## WHAT TO PRODUCE
If an entry holds an image, leave that image out and transcribe everything else exactly.

## GIVEN DATA
»»

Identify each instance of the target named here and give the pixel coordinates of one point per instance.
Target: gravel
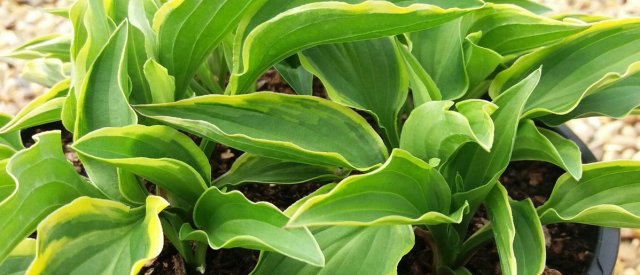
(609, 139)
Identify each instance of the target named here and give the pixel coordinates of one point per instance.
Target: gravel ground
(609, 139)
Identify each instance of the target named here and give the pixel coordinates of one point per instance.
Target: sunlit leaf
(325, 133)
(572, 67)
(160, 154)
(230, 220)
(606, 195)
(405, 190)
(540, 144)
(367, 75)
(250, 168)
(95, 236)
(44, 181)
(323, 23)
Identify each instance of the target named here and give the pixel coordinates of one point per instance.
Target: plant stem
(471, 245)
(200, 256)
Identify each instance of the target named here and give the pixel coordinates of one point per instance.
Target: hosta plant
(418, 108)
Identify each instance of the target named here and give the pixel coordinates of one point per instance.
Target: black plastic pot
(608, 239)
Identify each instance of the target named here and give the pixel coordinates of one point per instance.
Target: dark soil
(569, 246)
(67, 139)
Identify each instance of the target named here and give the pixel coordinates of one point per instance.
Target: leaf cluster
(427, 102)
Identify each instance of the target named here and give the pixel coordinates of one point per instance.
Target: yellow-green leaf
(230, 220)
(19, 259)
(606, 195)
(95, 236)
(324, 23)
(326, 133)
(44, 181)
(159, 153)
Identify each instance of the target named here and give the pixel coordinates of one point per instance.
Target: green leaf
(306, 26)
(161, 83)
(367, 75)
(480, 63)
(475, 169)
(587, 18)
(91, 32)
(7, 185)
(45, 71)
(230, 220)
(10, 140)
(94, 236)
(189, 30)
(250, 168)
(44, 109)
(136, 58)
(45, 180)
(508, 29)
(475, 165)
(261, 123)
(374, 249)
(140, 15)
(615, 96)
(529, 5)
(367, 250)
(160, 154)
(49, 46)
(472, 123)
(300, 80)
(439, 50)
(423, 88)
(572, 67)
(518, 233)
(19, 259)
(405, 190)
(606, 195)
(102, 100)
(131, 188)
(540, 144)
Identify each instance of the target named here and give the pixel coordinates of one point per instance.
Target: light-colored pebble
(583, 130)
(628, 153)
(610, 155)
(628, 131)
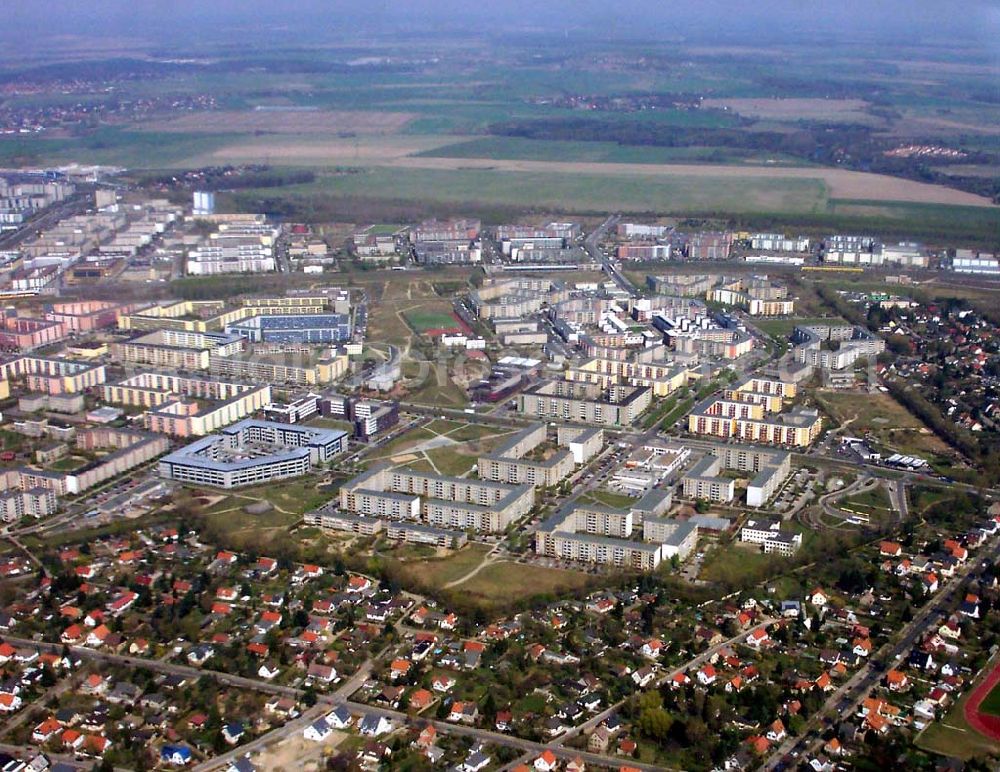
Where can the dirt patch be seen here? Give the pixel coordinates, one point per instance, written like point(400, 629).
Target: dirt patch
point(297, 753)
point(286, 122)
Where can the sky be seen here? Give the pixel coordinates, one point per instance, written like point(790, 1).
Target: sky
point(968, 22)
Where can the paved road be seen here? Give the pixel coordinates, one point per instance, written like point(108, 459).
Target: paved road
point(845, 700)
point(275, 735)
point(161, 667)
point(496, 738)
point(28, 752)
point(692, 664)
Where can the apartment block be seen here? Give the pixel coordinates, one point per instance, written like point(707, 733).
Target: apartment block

««

## WRITTEN SOLUTION
Identify each instance of the target named here and give the pixel coordinates of one point per instance.
Target: gravel
(609, 139)
Identify each instance of the target named here and give the pixel coordinates of one point per instance.
Target: gravel ground
(609, 139)
Identify each instance of the target named here and give the pixel coordinates of one point per instance.
Target: sunlit leaf
(325, 133)
(572, 67)
(160, 154)
(230, 220)
(606, 195)
(405, 190)
(540, 144)
(367, 75)
(250, 168)
(95, 236)
(44, 181)
(323, 23)
Identify each instance of the target named here and give the pixel coordinates of one point per instance.
Target: plant stem
(471, 245)
(200, 256)
Identify each instance of the target named here and give the pixel coordinates of one point per instance.
Target: hosta plant
(418, 108)
Identify each instance of the target named here and give the pixel coordinates of one point per instance.
Target: black plastic pot
(608, 239)
Identify each instance of the target named here and give the pixel coordinates of one point per instance.
Target: dark soil
(569, 246)
(67, 139)
Identify each instance of the target named here and give the pixel coordinates of one point per instance.
Target: leaf cluster
(427, 102)
Identify each instance of the target named here and give the pixel coordinates of one point per instance.
Target: yellow-green leaf
(230, 220)
(19, 259)
(606, 195)
(95, 236)
(324, 23)
(326, 133)
(44, 181)
(159, 153)
Identify each instance of the target named here and give the pixel coordinates of one point per instance.
Target: green leaf
(306, 26)
(161, 83)
(367, 75)
(480, 63)
(475, 169)
(587, 18)
(91, 32)
(7, 185)
(45, 71)
(230, 220)
(10, 140)
(94, 236)
(189, 30)
(250, 168)
(44, 109)
(136, 58)
(45, 180)
(508, 29)
(475, 165)
(261, 123)
(374, 249)
(140, 15)
(615, 96)
(529, 5)
(367, 250)
(160, 154)
(49, 46)
(472, 123)
(300, 80)
(439, 50)
(423, 88)
(572, 67)
(518, 233)
(19, 259)
(405, 190)
(606, 195)
(102, 100)
(131, 188)
(540, 144)
Identify each instance of the target named here and give the pixel coordinates of one point per instance.
Target: light-colored pebble
(583, 130)
(628, 153)
(610, 155)
(628, 131)
Where can the dirt patch be seen here? Give the pixel coordinates, one point per instance, written like point(400, 629).
Target: dirt patch
point(297, 753)
point(286, 122)
Where can the sky be seen here? Give the pixel coordinates, one point per instance, written like point(790, 1).
Target: sky
point(968, 22)
Where can the paved road be seen here? Give the pixel coordinates, one point per instance, written like point(108, 459).
Target: paved road
point(845, 700)
point(275, 735)
point(161, 667)
point(496, 738)
point(28, 752)
point(692, 664)
Where can the apartment block be seen here? Give the pixel coordinates, one point per instance, written like point(707, 733).
Target: apartment block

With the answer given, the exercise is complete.